**SOURCE:**
That option wouldn't work today, with the Baltic being more or less
fished out as far as small-scale fishing from boats are concerned.
It's probably at this point that some people will think that I am
advocating a return to a medieval village type of existence and that
perhaps I'm a feudalist. I don't and I'm not, although I can't help
admiring the rural beauty and the elegant functionality of the hamlet
and its houses and all the tools that they left behind which hardly
anyone alive today knows how to use. Below you can see a few snaps I
took while I was there.
That's all I really have to say in this post. Sometimes the ink flows
and sometimes it does not. It's a couple of days earlier than normal
because I'm off for a wedding in Odense for the weekend. It's a half
Danish half Irish affair, meaning that it's going to be rather a late
evening.

**PROVIDED RECORDS:**
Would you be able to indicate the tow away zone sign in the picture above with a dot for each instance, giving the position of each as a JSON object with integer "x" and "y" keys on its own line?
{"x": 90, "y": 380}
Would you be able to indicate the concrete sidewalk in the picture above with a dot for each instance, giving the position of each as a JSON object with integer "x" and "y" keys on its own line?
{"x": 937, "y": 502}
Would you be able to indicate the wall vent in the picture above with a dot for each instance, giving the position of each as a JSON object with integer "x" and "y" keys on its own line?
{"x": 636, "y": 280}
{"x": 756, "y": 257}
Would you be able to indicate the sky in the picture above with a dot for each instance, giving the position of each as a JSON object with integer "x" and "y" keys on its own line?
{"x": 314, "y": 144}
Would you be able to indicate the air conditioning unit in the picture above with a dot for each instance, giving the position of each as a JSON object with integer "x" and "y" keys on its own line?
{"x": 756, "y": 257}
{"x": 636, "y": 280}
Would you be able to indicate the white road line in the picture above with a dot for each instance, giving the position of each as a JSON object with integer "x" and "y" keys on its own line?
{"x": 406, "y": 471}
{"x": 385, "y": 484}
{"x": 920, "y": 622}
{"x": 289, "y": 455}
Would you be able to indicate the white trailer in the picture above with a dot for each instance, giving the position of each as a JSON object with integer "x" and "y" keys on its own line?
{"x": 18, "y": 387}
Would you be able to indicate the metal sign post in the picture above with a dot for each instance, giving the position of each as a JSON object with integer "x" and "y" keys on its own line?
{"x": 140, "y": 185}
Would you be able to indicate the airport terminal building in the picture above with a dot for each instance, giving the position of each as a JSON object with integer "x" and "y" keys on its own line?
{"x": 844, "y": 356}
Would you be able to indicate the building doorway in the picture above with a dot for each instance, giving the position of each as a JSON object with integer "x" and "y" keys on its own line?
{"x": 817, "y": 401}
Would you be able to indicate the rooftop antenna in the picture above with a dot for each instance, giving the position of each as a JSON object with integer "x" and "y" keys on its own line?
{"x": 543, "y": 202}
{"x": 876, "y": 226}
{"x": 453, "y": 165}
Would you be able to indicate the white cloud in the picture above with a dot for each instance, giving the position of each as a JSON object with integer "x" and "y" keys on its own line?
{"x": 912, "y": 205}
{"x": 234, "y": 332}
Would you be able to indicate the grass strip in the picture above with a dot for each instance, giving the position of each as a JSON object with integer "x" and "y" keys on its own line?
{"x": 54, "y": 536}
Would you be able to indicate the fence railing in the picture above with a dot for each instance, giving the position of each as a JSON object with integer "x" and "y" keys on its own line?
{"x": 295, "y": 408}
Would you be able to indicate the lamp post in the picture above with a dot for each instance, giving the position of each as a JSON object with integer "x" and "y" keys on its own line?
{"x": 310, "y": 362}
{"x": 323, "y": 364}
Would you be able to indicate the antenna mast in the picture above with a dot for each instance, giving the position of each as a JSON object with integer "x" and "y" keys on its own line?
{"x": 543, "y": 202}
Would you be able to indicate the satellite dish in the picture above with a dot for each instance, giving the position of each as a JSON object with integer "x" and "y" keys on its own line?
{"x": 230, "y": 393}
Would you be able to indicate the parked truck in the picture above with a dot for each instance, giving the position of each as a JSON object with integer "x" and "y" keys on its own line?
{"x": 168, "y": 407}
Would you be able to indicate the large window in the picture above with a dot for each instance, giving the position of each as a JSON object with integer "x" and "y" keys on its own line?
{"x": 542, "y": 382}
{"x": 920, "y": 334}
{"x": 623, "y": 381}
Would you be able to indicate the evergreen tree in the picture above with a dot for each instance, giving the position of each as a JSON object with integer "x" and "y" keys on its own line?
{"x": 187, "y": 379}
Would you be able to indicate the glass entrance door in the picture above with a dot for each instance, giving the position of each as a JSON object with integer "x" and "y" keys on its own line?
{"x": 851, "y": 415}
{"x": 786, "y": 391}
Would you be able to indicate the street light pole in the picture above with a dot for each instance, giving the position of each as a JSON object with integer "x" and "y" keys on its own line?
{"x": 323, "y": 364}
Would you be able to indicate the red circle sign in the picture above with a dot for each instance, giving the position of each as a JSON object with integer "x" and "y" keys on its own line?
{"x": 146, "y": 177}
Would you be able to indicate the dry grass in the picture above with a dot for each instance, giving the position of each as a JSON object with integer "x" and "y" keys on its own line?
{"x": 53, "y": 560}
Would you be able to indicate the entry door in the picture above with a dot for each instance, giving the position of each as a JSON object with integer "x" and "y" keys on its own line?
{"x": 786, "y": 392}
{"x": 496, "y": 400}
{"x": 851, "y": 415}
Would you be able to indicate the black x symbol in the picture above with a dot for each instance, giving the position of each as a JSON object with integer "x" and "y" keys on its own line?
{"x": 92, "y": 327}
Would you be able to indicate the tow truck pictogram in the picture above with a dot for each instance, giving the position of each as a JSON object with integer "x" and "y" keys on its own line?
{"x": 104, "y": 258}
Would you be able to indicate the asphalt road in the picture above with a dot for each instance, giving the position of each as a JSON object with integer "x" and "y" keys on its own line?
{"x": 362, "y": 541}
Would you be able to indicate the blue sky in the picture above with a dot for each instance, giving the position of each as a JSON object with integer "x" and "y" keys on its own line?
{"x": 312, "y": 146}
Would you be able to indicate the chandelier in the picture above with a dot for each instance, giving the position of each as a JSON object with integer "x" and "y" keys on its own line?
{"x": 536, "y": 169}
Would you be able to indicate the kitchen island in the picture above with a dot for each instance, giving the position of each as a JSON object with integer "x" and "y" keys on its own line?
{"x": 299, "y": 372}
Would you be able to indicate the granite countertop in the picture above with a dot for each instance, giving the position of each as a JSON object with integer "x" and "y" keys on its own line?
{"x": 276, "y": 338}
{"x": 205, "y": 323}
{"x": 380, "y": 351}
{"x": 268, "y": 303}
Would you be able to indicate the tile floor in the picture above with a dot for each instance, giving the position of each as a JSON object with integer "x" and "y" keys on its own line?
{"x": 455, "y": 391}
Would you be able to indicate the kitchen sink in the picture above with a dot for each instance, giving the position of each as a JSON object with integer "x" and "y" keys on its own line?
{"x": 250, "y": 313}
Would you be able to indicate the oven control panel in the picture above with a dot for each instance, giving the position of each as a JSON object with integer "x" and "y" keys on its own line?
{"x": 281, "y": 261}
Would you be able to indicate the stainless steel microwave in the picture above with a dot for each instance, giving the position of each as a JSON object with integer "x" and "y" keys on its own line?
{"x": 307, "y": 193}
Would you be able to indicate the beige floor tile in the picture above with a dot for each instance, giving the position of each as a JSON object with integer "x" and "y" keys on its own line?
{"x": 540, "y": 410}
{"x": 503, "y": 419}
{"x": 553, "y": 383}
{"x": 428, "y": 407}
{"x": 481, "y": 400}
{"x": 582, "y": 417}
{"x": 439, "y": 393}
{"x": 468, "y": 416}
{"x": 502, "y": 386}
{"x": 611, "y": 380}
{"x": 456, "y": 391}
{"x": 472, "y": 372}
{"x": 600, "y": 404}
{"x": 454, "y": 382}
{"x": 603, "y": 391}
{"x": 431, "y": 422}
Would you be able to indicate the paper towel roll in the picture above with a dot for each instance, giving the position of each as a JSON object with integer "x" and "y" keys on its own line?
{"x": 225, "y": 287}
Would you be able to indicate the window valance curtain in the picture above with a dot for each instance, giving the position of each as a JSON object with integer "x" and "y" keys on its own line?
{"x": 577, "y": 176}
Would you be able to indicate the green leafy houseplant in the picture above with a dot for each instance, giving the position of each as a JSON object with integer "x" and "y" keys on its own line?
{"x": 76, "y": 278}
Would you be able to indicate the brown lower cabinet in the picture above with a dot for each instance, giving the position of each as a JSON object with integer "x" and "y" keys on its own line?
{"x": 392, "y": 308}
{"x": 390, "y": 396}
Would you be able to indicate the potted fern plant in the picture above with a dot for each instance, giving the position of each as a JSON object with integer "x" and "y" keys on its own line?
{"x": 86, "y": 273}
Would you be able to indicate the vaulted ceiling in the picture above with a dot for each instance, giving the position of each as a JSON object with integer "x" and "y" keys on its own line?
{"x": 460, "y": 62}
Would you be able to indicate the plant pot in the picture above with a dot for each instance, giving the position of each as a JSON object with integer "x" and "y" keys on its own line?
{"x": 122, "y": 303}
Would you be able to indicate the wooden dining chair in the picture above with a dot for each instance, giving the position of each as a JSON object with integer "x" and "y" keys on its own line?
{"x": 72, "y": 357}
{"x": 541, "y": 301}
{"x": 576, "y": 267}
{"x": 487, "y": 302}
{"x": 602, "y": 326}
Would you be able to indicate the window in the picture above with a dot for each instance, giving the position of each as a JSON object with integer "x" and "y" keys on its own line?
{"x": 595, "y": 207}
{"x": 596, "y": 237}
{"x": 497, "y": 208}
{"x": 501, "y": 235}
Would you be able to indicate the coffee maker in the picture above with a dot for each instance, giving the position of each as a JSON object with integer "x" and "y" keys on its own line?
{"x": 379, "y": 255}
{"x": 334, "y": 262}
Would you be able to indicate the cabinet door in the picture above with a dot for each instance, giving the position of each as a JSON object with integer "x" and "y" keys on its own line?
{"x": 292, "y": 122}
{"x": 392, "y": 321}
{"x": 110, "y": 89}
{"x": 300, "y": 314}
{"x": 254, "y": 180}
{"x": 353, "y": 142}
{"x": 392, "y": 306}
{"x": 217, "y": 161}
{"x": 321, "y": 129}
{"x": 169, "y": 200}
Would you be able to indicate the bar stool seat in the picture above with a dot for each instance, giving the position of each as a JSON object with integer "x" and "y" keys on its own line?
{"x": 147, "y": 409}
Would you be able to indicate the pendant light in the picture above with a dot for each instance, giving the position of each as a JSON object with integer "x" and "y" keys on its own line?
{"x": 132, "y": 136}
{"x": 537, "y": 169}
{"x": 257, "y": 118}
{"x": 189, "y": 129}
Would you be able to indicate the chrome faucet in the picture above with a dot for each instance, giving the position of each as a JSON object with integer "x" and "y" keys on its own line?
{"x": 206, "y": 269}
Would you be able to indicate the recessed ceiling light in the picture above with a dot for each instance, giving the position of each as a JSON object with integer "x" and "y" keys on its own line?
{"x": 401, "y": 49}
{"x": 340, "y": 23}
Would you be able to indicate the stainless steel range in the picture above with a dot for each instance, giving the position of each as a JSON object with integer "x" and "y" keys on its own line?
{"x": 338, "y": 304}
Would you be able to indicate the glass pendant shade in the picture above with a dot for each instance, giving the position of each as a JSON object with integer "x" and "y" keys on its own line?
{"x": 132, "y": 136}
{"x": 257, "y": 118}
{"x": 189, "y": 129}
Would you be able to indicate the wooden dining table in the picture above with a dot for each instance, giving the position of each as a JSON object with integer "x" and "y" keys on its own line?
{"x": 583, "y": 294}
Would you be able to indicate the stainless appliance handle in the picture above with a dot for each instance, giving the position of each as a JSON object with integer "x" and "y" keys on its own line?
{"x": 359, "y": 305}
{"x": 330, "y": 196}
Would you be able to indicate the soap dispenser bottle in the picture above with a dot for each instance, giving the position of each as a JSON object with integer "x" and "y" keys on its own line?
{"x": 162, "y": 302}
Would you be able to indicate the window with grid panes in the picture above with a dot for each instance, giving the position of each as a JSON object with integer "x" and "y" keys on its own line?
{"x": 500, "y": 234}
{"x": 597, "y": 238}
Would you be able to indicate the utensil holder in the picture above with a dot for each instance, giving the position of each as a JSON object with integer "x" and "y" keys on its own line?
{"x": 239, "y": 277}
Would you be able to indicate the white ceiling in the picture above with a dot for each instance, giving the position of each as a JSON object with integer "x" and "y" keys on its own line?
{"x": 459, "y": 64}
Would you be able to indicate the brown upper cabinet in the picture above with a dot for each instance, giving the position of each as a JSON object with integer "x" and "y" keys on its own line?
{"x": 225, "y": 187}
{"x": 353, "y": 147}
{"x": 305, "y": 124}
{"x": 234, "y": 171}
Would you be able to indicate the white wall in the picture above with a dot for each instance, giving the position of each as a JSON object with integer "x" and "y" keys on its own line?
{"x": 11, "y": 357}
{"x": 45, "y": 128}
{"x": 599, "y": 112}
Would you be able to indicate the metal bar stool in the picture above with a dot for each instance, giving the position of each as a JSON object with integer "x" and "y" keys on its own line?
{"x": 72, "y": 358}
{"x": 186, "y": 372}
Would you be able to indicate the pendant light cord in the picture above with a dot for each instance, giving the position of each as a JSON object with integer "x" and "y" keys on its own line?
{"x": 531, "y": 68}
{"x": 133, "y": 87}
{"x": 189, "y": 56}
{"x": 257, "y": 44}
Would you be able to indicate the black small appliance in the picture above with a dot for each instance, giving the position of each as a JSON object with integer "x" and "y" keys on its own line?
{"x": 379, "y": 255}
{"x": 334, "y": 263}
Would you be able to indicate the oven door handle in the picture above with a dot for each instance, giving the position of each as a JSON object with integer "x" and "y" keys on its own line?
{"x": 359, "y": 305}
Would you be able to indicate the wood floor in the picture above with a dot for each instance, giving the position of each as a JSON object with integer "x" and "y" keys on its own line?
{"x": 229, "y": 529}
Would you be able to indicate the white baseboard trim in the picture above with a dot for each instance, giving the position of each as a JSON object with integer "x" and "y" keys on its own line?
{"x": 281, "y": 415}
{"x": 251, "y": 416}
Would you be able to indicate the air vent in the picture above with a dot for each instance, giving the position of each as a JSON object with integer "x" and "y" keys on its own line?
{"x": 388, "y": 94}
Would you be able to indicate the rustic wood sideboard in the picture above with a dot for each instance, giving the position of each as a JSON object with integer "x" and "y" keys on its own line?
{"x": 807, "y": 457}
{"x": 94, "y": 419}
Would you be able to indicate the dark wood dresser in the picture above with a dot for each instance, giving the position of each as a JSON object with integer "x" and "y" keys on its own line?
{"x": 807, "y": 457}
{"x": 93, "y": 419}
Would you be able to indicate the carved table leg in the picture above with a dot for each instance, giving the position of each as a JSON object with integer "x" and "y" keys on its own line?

**CHALLENGE:** Print the post about the hamlet in full, word for word. The records have nothing to do with the post about the hamlet.

**FINISHED TASK:**
That option wouldn't work today, with the Baltic being more or less
fished out as far as small-scale fishing from boats are concerned.
It's probably at this point that some people will think that I am
advocating a return to a medieval village type of existence and that
perhaps I'm a feudalist. I don't and I'm not, although I can't help
admiring the rural beauty and the elegant functionality of the hamlet
and its houses and all the tools that they left behind which hardly
anyone alive today knows how to use. Below you can see a few snaps I
took while I was there.
That's all I really have to say in this post. Sometimes the ink flows
and sometimes it does not. It's a couple of days earlier than normal
because I'm off for a wedding in Odense for the weekend. It's a half
Danish half Irish affair, meaning that it's going to be rather a late
evening.